• **TASK REQUIREMENTS**
Below are records; output all of them exactly.

---------- SOURCE RECORDS

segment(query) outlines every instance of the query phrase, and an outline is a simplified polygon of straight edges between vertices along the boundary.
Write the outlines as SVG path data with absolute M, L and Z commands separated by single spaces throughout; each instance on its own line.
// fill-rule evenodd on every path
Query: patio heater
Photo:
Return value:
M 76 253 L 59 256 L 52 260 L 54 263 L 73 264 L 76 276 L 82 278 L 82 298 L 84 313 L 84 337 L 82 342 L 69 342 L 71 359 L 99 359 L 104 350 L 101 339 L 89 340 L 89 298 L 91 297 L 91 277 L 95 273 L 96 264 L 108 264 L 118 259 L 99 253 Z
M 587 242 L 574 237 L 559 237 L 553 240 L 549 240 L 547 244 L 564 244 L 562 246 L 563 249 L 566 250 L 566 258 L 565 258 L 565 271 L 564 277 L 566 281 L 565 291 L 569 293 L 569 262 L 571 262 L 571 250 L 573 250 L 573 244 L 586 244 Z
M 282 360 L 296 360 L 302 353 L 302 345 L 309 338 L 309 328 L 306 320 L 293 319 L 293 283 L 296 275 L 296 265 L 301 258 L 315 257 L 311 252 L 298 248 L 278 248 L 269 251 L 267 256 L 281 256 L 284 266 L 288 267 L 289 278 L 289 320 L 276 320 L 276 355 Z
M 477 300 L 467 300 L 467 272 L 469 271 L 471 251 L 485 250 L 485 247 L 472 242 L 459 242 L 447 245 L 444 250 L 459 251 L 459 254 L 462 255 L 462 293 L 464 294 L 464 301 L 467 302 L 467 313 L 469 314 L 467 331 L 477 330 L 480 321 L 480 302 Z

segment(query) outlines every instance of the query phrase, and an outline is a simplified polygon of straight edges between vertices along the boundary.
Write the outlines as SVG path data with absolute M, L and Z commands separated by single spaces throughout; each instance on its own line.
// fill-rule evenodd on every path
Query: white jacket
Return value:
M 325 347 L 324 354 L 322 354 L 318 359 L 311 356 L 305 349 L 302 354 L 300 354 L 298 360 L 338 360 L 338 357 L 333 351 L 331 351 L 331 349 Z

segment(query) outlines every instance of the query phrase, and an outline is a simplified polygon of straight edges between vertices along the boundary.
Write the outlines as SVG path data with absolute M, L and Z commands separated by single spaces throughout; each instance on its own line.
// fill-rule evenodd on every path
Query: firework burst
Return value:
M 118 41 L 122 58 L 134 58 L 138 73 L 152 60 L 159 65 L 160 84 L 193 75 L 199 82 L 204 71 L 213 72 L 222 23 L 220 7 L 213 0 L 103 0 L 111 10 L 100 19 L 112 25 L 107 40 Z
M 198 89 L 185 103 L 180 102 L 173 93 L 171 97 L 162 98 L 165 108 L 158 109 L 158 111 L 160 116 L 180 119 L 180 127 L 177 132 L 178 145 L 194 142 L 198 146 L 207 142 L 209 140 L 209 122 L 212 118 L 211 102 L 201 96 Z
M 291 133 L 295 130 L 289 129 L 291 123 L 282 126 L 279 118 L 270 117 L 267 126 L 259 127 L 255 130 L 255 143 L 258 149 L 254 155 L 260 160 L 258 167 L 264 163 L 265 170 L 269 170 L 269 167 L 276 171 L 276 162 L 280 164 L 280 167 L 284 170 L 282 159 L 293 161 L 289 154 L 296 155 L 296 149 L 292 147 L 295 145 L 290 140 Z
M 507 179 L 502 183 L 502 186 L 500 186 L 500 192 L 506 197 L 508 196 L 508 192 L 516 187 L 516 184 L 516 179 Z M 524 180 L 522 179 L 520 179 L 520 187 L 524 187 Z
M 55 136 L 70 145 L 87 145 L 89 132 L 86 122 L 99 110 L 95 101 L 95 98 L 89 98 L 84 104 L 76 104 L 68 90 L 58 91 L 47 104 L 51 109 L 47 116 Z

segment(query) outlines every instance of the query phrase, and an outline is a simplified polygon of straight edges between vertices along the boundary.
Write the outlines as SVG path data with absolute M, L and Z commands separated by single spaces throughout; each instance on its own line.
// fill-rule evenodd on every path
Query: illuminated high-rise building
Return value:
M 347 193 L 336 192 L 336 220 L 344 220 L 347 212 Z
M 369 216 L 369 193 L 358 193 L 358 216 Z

--------------------

• **WRITTEN REPLY**
segment(query) outlines every instance of the query phrase, and an outline is a simplified polygon of straight edges between vertices along the boundary.
Write the outlines as SVG path data with absolute M, L and Z commands separated by single spaces throughout; each instance on its own line.
// fill-rule evenodd on every path
Query: patio heater
Photo:
Return value:
M 76 253 L 59 256 L 52 260 L 54 263 L 73 264 L 76 276 L 82 278 L 82 298 L 84 313 L 84 337 L 82 342 L 69 342 L 71 359 L 99 359 L 104 350 L 101 339 L 89 340 L 89 298 L 91 297 L 91 277 L 95 273 L 96 264 L 108 264 L 118 259 L 99 253 Z
M 587 242 L 574 237 L 559 237 L 553 240 L 549 240 L 547 244 L 564 244 L 562 246 L 563 249 L 566 250 L 566 258 L 565 258 L 565 271 L 564 277 L 566 281 L 565 291 L 569 293 L 569 262 L 571 262 L 571 250 L 573 250 L 573 244 L 586 244 Z
M 282 360 L 296 360 L 302 353 L 302 345 L 309 338 L 309 328 L 306 320 L 293 319 L 293 283 L 296 275 L 296 265 L 301 258 L 315 257 L 311 252 L 298 248 L 278 248 L 269 251 L 267 256 L 281 256 L 284 266 L 288 267 L 289 278 L 289 320 L 276 320 L 276 355 Z
M 477 300 L 467 300 L 467 272 L 469 271 L 471 251 L 485 250 L 485 247 L 472 242 L 459 242 L 447 245 L 444 250 L 459 251 L 459 254 L 462 255 L 462 293 L 464 294 L 464 301 L 467 302 L 467 313 L 469 314 L 467 331 L 477 330 L 480 321 L 480 302 Z

segment(query) outlines every instance of the query phrase, and an outline is a simplified polygon of straight edges between vertices along the boundary.
Write the outlines as SVG path data with absolute M, L and Z commands separated by single spaces throughout; each instance on its own line.
// fill-rule evenodd on every path
Query: white jacket
Return value:
M 325 347 L 324 354 L 322 354 L 318 359 L 311 356 L 305 349 L 302 354 L 300 354 L 298 360 L 338 360 L 338 357 L 333 351 L 331 351 L 331 349 Z

segment(query) outlines every instance of the query phrase, and an outline is a simplified polygon of straight edges between vertices along the boundary.
Write the outlines as SVG path data with absolute M, L and Z commands separated by single spaces throughout; each instance on its own line.
// fill-rule evenodd on every path
Query: firework burst
Return value:
M 118 41 L 122 58 L 134 58 L 138 73 L 152 60 L 159 65 L 160 84 L 193 75 L 199 82 L 204 71 L 213 72 L 222 23 L 220 7 L 213 0 L 103 0 L 111 10 L 100 19 L 112 25 L 107 40 Z
M 198 89 L 185 103 L 180 102 L 173 93 L 171 97 L 162 98 L 165 108 L 158 109 L 158 111 L 160 116 L 180 119 L 180 127 L 177 132 L 178 145 L 194 142 L 198 146 L 207 142 L 209 140 L 209 122 L 212 118 L 211 102 L 201 96 Z
M 291 133 L 295 130 L 289 129 L 291 123 L 282 126 L 279 118 L 270 117 L 267 126 L 259 127 L 255 130 L 255 143 L 258 149 L 254 155 L 260 160 L 258 167 L 264 163 L 265 170 L 269 170 L 269 167 L 276 171 L 276 162 L 280 164 L 280 167 L 284 170 L 282 159 L 293 161 L 289 154 L 296 155 L 296 149 L 292 147 L 295 145 L 290 140 Z
M 507 179 L 502 183 L 502 186 L 500 186 L 500 192 L 506 197 L 508 196 L 508 192 L 516 187 L 516 184 L 516 179 Z M 524 180 L 522 179 L 520 179 L 520 187 L 524 187 Z
M 55 136 L 70 145 L 87 145 L 89 132 L 86 122 L 99 110 L 95 101 L 95 98 L 89 98 L 84 104 L 76 104 L 68 90 L 58 91 L 47 104 L 51 109 L 47 116 Z

segment(query) outlines every instance of the query phrase, and an outline is a simplified polygon of straight edges between vertices along the boundary.
Write the outlines as SVG path data with absolute M, L and Z commands separated by single spaces throughout; each instance on its own line.
// fill-rule evenodd on every path
Query: illuminated high-rise building
Return value:
M 347 193 L 336 192 L 336 220 L 344 220 L 347 212 Z
M 369 216 L 369 193 L 358 193 L 358 216 Z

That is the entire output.